### PASSAGE FOURNI

Siècle des Lumières
L'ouvrage qui ouvre l'espace intellectuel du XVIIIème siècle dans son rapport à la religion est la Théodicée de Leibniz, paru en 1710. Voltaire ne s'y était pas trompé, puisqu'il tente à sa manière de le neutraliser à travers le récit des aventures imaginaires de son Candide. Mais, en réalité, si Voltaire s'oppose à Leibniz sur la solution, il partage avec lui la position du problème. Dieu se trouve convoqué devant le Tribunal de la raison humaine pour se justifier de l'existence du mal. Peu importe que l'accusé soit disculpé ou reconnu coupable, l'audace inaugurale réside bien dans la mise en accusation de Dieu. Ainsi le XVIIIème siècle, qui commence avec le procès de Dieu, culminera dans le procès du roi. Dans les deux cas, il s'agit d'un procès politique et moral. Le roi se trouve accusé d'avoir trahi la Révolution qu'il avait en apparence acceptée. Dieu se trouve accusé d'avoir mal gouverné le monde en autorisant le mal, alors que sa toute-puissance et sa sagesse auraient dû permettre de le rendre inutile et inexistant. La question du mal, à l'aube du XVIIIème siècle, au lieu d'interroger prioritairement l'homme, se retourne contre Dieu, qui est désigné, sinon comme son auteur, du moins comme son complice.

######

TRAVAIL À FAIRE —
A. D'après le passage sur le siècle des Lumières, en quelle année la Théodicée de Leibniz a-t-elle paru ?
B. Relevez les deux auteurs et les deux œuvres que nomme le passage sur le siècle des Lumières.

### DONNÉES FOURNIES

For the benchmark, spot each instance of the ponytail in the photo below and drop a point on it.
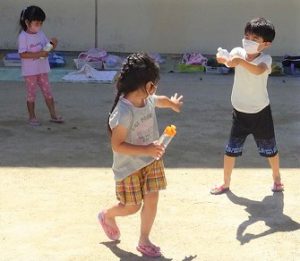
(117, 98)
(137, 70)
(31, 13)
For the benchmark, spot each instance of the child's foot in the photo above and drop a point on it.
(278, 187)
(34, 122)
(57, 119)
(148, 249)
(218, 190)
(109, 226)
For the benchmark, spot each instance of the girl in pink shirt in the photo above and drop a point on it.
(35, 64)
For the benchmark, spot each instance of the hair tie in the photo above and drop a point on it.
(23, 13)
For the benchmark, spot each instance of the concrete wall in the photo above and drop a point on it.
(168, 26)
(71, 21)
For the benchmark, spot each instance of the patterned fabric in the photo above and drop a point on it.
(131, 190)
(33, 81)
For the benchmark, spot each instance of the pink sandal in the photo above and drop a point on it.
(278, 187)
(34, 122)
(218, 190)
(58, 119)
(107, 229)
(148, 250)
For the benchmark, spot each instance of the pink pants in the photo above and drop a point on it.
(40, 80)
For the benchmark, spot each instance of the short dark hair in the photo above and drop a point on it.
(262, 28)
(31, 13)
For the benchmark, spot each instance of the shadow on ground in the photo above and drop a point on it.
(128, 256)
(203, 125)
(269, 210)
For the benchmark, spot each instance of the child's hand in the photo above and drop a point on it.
(43, 54)
(221, 60)
(155, 150)
(54, 42)
(177, 103)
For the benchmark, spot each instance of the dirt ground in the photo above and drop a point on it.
(54, 179)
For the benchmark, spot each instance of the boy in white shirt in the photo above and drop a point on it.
(250, 101)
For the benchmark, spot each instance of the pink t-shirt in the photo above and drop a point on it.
(33, 43)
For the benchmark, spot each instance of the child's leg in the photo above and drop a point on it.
(264, 136)
(148, 214)
(228, 167)
(129, 194)
(274, 163)
(31, 110)
(119, 210)
(47, 93)
(31, 83)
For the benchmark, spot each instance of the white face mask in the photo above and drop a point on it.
(250, 47)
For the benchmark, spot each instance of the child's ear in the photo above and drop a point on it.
(149, 86)
(267, 44)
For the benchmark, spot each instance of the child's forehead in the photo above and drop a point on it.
(253, 36)
(36, 22)
(250, 34)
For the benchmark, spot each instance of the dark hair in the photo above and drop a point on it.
(137, 70)
(262, 28)
(31, 13)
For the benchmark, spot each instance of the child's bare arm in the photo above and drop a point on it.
(255, 69)
(173, 103)
(54, 41)
(119, 145)
(229, 63)
(30, 55)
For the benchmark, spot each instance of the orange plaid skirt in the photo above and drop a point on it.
(131, 190)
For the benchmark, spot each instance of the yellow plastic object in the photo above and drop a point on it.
(170, 130)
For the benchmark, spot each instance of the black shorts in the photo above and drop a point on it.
(260, 125)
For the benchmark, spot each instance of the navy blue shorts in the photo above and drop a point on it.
(260, 125)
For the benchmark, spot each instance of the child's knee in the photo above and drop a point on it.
(132, 209)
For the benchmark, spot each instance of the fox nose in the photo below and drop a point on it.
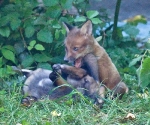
(66, 60)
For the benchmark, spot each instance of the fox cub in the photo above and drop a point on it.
(79, 43)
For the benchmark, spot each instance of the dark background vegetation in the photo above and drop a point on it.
(31, 36)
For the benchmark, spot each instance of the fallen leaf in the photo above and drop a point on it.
(55, 113)
(130, 116)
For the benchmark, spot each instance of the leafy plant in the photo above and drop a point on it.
(143, 71)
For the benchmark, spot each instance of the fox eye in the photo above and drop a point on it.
(76, 48)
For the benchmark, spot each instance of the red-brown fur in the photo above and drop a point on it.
(85, 43)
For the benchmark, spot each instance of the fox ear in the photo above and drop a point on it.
(87, 28)
(67, 27)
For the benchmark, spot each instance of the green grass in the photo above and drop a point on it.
(74, 112)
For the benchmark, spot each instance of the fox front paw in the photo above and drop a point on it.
(57, 68)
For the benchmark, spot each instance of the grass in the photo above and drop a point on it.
(65, 111)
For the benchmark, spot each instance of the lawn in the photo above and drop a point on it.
(66, 111)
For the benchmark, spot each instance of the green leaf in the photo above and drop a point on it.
(28, 61)
(145, 73)
(53, 12)
(41, 20)
(45, 66)
(39, 47)
(4, 20)
(50, 2)
(29, 31)
(131, 30)
(66, 4)
(57, 32)
(96, 21)
(99, 38)
(134, 61)
(92, 13)
(32, 43)
(45, 35)
(30, 47)
(11, 48)
(9, 55)
(4, 31)
(41, 58)
(1, 61)
(80, 19)
(15, 23)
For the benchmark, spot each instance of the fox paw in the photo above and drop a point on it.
(57, 68)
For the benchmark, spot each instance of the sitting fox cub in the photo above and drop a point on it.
(78, 44)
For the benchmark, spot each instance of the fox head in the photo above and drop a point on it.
(78, 43)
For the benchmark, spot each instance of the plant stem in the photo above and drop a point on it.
(114, 34)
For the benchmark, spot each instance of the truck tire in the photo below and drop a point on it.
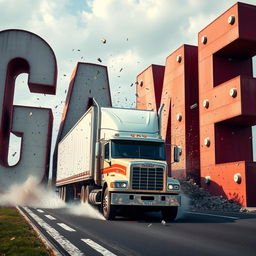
(107, 209)
(84, 195)
(169, 213)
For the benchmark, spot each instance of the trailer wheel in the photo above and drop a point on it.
(64, 194)
(107, 208)
(85, 191)
(170, 213)
(82, 195)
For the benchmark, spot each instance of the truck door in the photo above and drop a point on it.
(106, 162)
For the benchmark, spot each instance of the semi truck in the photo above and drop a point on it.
(114, 158)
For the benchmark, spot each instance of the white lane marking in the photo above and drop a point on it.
(98, 247)
(66, 227)
(50, 217)
(68, 246)
(214, 215)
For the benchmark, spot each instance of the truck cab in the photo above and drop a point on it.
(134, 172)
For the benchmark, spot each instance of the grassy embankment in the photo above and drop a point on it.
(17, 237)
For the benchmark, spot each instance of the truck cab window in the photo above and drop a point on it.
(106, 151)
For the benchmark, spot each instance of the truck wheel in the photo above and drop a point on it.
(107, 208)
(63, 193)
(82, 195)
(170, 213)
(85, 191)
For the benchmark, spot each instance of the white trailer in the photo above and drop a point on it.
(115, 158)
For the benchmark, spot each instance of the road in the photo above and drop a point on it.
(192, 234)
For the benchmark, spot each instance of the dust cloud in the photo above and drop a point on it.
(31, 194)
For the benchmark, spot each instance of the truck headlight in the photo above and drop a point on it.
(119, 184)
(173, 187)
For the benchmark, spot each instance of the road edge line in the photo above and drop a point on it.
(214, 215)
(41, 236)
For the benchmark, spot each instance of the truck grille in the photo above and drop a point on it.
(147, 178)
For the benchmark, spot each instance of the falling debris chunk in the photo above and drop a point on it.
(103, 40)
(193, 106)
(163, 222)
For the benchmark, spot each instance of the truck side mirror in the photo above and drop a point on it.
(97, 149)
(176, 155)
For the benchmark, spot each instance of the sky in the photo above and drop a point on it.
(138, 33)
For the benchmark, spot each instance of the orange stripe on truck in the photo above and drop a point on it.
(116, 168)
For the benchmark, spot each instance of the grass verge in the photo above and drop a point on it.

######

RÉPONSES AUX CONSIGNES —
A. En 1710.

B. Auteurs : Leibniz, Voltaire. Œuvres : la Théodicée, Candide.